_Your instructions_. Each line from the one containing "Task: locate the dog's" to the end of the records below should be restated word for word; please leave out all other lines.

━━ Records shown ━━

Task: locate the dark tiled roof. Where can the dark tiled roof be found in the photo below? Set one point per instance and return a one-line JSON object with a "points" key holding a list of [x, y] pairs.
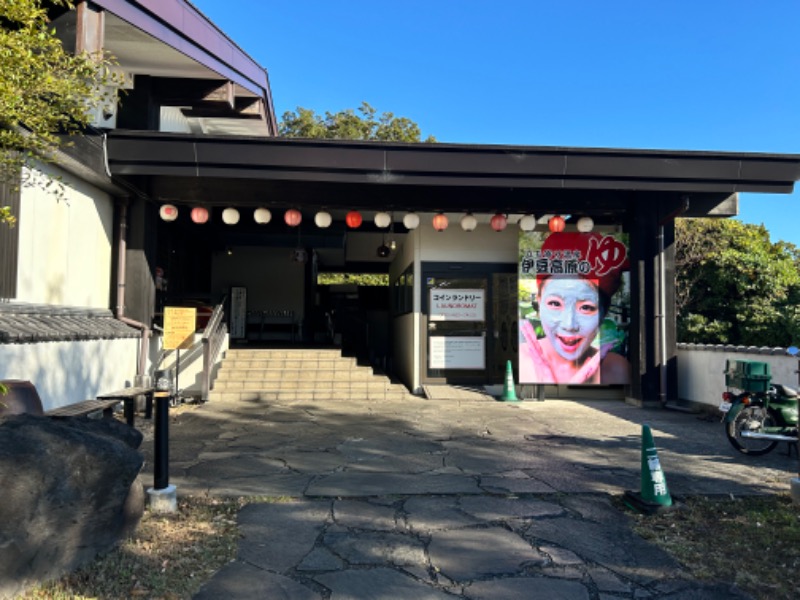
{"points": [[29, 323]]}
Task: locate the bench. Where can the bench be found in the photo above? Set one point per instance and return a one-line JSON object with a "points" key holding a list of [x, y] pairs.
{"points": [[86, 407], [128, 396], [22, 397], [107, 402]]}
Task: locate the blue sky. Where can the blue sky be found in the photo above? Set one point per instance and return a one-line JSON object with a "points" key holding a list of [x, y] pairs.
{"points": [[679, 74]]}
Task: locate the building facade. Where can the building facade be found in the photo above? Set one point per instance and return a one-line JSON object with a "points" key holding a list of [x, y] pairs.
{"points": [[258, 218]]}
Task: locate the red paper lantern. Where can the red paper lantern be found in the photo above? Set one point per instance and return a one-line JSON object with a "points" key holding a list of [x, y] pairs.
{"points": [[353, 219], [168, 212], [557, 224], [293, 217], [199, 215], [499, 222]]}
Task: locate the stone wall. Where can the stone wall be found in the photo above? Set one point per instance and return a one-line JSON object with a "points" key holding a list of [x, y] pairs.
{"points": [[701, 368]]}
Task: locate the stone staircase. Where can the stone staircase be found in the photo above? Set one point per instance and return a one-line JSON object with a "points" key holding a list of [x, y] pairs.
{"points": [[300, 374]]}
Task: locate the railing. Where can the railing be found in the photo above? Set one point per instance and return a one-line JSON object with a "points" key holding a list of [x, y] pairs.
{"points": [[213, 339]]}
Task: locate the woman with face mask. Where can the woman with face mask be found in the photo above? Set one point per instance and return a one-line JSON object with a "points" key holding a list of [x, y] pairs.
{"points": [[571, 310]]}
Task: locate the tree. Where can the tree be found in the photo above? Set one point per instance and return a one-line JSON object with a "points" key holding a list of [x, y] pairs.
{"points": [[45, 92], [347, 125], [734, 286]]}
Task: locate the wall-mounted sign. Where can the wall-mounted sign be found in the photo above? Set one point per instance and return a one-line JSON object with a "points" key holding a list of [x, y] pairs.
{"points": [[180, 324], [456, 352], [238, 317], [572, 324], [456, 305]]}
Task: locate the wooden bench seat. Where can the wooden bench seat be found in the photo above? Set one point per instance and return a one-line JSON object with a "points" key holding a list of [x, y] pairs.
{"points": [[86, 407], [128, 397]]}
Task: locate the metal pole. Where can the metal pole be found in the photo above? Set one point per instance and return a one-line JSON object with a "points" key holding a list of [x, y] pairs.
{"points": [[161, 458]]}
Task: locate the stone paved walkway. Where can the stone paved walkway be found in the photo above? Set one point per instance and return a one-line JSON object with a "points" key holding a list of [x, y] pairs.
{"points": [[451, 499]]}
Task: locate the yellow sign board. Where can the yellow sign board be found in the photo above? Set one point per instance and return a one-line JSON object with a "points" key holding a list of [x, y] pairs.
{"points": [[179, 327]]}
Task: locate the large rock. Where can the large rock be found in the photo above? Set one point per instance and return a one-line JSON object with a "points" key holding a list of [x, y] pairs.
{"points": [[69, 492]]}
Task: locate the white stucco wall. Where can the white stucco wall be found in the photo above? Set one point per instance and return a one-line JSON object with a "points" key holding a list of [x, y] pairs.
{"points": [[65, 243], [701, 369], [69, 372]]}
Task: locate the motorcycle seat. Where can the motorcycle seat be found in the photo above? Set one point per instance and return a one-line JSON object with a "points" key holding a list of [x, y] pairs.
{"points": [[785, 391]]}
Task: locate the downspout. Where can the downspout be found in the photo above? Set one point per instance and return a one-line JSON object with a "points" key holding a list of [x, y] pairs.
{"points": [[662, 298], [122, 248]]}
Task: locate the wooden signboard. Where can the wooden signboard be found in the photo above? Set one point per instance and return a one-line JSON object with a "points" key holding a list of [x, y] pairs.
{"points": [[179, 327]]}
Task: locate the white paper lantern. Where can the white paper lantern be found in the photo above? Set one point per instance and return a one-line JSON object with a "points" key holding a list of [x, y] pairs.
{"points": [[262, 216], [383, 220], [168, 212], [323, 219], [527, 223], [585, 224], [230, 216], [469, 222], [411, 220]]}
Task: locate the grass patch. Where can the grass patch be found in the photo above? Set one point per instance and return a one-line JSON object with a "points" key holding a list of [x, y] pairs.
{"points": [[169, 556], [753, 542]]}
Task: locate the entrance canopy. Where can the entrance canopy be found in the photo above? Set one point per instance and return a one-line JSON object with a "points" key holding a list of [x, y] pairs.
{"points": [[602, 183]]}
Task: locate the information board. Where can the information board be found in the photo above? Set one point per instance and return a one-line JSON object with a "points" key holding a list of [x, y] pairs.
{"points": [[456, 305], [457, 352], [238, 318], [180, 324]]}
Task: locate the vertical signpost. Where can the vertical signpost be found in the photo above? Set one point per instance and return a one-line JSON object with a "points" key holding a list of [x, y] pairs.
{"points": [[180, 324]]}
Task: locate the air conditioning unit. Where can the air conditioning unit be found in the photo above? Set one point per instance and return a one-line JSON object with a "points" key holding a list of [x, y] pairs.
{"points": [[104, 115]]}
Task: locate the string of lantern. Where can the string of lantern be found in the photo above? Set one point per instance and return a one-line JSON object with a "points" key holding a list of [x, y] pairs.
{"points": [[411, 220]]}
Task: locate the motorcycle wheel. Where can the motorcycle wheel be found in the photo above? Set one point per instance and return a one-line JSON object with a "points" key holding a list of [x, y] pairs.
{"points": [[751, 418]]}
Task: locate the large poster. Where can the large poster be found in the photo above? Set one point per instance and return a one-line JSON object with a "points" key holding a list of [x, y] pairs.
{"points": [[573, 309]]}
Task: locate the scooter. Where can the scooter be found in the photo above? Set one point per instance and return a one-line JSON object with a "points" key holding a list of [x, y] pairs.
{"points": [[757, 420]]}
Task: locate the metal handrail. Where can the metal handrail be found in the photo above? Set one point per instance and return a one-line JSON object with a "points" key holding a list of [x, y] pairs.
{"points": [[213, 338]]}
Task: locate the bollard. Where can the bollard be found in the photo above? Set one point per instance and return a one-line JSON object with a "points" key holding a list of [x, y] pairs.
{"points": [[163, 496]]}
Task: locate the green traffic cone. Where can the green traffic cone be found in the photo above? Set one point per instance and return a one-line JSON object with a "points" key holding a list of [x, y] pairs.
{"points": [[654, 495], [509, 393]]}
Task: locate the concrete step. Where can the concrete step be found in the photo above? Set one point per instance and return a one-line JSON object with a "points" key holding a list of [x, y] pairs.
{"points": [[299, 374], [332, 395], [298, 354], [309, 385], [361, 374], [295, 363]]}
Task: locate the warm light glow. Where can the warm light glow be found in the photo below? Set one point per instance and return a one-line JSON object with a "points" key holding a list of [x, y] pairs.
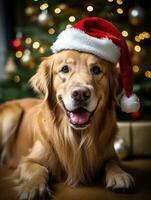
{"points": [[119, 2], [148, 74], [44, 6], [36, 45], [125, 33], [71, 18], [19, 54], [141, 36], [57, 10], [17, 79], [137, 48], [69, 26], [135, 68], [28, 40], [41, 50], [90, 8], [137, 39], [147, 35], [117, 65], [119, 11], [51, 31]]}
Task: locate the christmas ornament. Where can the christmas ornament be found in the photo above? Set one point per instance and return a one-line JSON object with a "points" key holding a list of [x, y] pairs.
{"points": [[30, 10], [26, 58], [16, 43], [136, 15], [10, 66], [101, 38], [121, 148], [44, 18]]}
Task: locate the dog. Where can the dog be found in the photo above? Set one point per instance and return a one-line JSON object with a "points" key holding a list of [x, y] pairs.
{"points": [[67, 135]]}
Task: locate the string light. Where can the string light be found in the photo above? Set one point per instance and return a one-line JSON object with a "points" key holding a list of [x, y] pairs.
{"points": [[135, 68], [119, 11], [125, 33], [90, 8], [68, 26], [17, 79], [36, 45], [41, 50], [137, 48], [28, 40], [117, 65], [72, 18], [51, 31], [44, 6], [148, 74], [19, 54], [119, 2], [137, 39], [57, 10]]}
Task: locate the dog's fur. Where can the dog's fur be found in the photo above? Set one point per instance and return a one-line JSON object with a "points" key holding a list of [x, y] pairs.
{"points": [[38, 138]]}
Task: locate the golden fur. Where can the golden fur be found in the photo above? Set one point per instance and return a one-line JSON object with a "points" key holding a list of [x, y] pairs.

━━━

_Result of this exercise_.
Task: locate the dog's fur. Where can the dog's fur be found in the photo above? Set one point per instance and return a one-line JSON object with a "points" key holding a list of [x, y] pairs.
{"points": [[38, 138]]}
Task: locate the golden fur. Where can the golden fur be found in the photo above? Set one point per instance and return a one-line JSON object with a "points" key holding a list of [x, y] pairs.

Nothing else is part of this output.